**Stated exercise:** In the text on Asia reform, which four countries are named as Asia's largest economies?

**Passage:**
══════════════════════════════

Asia Reform: A Potential New Era for a Changing Region
Developing Asia is undergoing the most sweeping and fundamental reform movement in many years, underscored by the election of new leaders in recent years who seem committed to tackling the region’s longstanding challenges. Given the magnitude of the challenge, progress will come in fits and starts, but we are optimistic about the reform potential in Asia, particularly in countries with new leadership. Certainly, Asia has many other attributes that make it an attractive investment destination. The broad push for reform could also help reshape the region over the next decade while offering many exciting investment opportunities.
It was no coincidence that India and Indonesia were two of the world’s best-performing stock markets in 2014, with each posting gains in excess of 20%* despite losing momentum in the year’s second half. After electing reform-minded leaders who are pursuing policies aimed at reviving economic growth and investment, both countries exemplify renewed optimism for fundamental change in the region.
While investor enthusiasm has lately been giving way to more realistic expectations, the sweeping changes unfolding in the region’s economies, capital markets, governments, and companies could make emerging Asia one of the most promising regions for investors over the next decade.
Since 2012, Asia’s four-largest economies—China, Japan, India, and Indonesia—have all undergone change in political leadership that should prove beneficial for investors over time. Beyond that, countries across Asia are pursuing varied economic and structural reforms that should underpin corporate and market performance. Other countries, including Myanmar, the Philippines, Singapore, and Thailand, may hold elections over the next couple of years.

══════════════════════════════

**Data:**
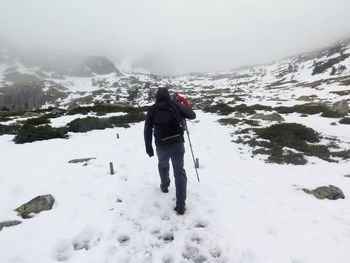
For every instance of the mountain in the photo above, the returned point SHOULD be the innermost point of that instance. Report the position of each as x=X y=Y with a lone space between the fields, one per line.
x=79 y=80
x=272 y=142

══════════════════════════════

**The reply:** China, Japan, India, and Indonesia.